* **Extract to read**:
[start]
Bruce Wayne LaSane (born March 24, 1967) is a former American football wide receiver who played eight seasons in the Arena Football League with the Cincinnati Rockers, Miami Hooters, Minnesota Fighting Pike, Milwaukee Mustangs, Orlando Predators, New Jersey Red Dogs, and Los Angeles Avengers. He played college football at Florida State University and attended Wildwood High School in Wildwood, Florida. He was also a member of the Tampa Bay Buccaneers and Orlando Thunder.

Early years
LaSane played high school football for the Wildwood High School Wildcats. The Wildcats advanced to the Class AA state championship game in 1984 and 1985. His senior season, he was a member of the Super 24 team, was a USA Today honorable mention All-American, was named a Bally All-American and represented Wildwood in the Florida-Georgia all-star game.
[end]
* **Material shown**:
[start]
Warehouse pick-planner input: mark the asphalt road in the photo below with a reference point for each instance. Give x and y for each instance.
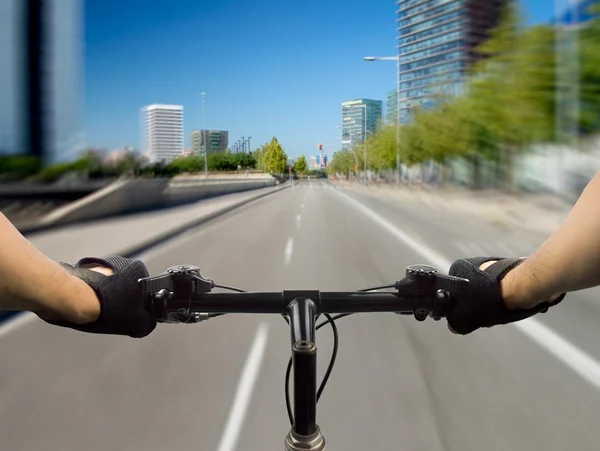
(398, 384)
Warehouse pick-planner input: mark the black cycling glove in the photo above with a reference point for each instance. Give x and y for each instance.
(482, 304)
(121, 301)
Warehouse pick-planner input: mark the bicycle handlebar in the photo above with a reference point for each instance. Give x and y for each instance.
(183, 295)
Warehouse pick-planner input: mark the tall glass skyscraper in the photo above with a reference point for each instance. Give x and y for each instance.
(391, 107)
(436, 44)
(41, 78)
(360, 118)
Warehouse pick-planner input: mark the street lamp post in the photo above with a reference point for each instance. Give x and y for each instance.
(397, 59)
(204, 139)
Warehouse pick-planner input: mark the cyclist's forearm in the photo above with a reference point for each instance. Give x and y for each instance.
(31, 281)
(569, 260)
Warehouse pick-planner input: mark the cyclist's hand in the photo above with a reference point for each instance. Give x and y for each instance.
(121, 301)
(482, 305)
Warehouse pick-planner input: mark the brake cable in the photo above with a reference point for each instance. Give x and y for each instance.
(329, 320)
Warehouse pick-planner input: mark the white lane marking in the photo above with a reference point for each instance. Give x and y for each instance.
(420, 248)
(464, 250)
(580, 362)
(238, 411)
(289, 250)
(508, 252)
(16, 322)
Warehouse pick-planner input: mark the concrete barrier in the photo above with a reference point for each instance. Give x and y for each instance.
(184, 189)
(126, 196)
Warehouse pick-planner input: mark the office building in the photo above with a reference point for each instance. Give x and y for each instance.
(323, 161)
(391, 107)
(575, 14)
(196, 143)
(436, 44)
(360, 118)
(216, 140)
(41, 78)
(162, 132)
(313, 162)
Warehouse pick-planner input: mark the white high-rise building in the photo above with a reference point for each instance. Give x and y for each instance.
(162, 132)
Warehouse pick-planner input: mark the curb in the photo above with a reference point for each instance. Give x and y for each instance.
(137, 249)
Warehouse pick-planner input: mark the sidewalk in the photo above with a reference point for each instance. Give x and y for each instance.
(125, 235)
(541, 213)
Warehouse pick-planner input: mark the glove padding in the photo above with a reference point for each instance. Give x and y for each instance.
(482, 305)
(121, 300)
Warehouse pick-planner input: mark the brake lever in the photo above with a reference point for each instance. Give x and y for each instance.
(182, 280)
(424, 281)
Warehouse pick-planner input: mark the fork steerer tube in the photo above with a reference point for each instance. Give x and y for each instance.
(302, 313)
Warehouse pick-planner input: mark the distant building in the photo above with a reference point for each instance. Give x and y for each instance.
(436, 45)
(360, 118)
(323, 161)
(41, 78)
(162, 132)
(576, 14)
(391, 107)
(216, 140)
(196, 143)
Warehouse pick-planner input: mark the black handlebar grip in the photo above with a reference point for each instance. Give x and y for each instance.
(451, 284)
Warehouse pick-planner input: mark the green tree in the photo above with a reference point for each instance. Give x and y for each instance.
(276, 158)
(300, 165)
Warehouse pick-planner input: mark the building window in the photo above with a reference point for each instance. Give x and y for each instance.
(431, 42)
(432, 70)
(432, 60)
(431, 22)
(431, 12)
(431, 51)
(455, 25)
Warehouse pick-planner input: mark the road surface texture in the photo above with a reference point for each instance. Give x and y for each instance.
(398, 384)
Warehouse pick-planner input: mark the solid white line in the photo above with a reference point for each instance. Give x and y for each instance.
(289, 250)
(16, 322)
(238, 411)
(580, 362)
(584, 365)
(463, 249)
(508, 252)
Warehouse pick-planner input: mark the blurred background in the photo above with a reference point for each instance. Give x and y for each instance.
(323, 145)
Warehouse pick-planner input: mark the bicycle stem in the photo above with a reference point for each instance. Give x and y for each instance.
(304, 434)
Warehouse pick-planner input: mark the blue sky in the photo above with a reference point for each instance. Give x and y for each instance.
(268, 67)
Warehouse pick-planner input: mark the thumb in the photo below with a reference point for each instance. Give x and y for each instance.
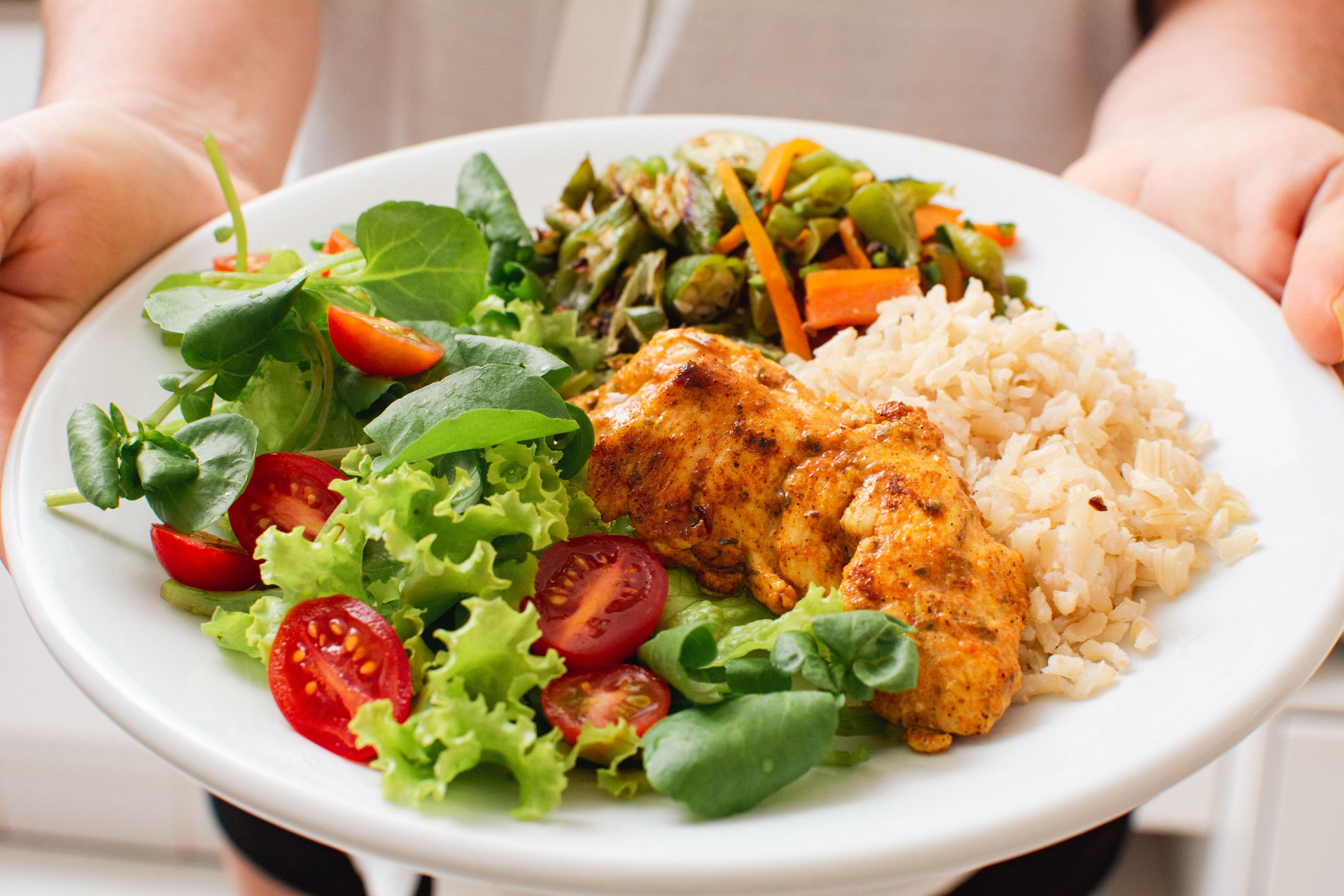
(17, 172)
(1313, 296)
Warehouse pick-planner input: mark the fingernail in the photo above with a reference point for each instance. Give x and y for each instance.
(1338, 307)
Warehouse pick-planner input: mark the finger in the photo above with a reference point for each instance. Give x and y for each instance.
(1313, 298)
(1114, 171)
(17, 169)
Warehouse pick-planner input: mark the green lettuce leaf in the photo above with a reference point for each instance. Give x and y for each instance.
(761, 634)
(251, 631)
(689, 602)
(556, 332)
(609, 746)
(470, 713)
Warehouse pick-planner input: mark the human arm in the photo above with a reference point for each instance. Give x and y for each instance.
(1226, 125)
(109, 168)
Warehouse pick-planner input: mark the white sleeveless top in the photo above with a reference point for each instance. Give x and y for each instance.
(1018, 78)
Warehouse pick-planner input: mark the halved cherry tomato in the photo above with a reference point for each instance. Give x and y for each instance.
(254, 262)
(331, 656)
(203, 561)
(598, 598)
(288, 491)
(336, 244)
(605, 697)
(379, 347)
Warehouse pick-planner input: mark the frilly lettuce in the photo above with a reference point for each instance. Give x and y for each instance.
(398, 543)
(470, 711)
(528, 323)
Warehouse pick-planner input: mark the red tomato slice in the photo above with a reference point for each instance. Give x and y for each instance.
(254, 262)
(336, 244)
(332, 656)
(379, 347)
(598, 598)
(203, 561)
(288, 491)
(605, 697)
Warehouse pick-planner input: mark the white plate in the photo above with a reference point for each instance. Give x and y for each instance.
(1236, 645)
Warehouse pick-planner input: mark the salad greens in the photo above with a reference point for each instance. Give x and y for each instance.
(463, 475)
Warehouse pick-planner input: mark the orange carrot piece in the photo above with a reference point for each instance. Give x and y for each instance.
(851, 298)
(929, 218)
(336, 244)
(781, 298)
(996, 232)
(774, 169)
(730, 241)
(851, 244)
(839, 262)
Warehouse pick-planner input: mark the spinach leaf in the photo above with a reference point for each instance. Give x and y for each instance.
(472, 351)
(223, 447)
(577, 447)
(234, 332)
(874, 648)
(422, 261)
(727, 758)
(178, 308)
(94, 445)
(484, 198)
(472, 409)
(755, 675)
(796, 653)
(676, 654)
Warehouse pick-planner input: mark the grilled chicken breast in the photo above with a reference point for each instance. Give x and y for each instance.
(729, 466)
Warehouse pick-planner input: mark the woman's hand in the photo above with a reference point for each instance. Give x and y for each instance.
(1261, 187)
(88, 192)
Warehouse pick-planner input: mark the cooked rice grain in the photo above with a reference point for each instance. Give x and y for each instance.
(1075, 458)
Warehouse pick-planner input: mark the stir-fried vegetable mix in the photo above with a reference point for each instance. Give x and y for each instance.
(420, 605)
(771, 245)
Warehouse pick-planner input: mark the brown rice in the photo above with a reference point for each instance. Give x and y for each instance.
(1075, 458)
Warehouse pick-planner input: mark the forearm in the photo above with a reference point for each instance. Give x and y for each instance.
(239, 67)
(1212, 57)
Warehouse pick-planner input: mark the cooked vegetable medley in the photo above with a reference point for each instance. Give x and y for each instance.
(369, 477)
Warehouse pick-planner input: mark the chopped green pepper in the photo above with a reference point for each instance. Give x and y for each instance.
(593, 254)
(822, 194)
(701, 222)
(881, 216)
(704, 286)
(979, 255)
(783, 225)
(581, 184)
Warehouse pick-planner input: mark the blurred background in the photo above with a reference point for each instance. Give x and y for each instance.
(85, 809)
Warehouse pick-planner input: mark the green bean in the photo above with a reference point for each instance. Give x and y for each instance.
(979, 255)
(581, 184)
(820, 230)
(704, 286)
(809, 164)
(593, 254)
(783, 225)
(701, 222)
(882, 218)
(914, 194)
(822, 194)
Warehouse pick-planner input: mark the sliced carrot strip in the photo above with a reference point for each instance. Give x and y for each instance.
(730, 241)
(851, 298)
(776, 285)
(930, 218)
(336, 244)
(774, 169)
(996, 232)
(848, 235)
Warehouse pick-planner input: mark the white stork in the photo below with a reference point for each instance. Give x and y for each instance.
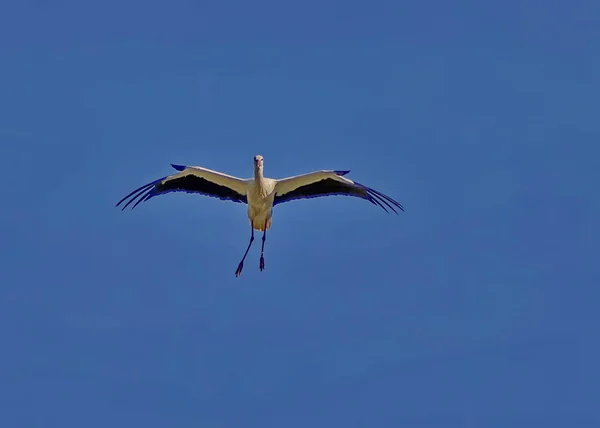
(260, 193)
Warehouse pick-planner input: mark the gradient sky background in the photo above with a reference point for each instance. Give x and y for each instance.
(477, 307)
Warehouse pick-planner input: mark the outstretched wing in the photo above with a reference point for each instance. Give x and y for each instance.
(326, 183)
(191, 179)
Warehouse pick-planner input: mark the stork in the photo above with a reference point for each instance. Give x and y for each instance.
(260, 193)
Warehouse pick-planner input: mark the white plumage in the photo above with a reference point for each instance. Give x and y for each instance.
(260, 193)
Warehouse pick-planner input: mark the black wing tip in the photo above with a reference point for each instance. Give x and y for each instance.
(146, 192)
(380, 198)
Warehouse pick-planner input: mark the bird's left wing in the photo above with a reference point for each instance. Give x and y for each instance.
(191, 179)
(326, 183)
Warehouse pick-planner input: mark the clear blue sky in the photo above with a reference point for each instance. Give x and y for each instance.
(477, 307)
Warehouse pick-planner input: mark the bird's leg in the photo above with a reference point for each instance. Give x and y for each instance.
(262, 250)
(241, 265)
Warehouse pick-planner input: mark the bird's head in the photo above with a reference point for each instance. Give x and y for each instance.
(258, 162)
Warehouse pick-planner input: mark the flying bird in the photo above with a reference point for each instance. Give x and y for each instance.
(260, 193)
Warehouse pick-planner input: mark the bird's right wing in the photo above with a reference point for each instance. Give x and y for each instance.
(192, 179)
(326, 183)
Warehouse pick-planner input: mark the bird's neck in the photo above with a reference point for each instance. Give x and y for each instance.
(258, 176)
[end]
* **Problems and tasks**:
A – Answer these from the biography of Bruce LaSane:
(i) At which university did he play college football?
(ii) In which years did the Wildwood High School Wildcats reach the Class AA state championship game?
(iii) Which all-star game did he play in for Wildwood?
B – Filter the listing down to every line that contains the word "leaf", and copy those lines.
The biography has no connection to the listing.

* **Solutions by task**:
A –
(i) Florida State University
(ii) 1984 and 1985
(iii) The Florida-Georgia all-star game

B –
Warehouse pick-planner input: mark the green lettuce leaf in the photo above with a reference point for each instance. Give x and y for each instance.
Warehouse pick-planner input: mark the spinach leaf in the photo above with a reference point for each instance. Give x and y for each instance.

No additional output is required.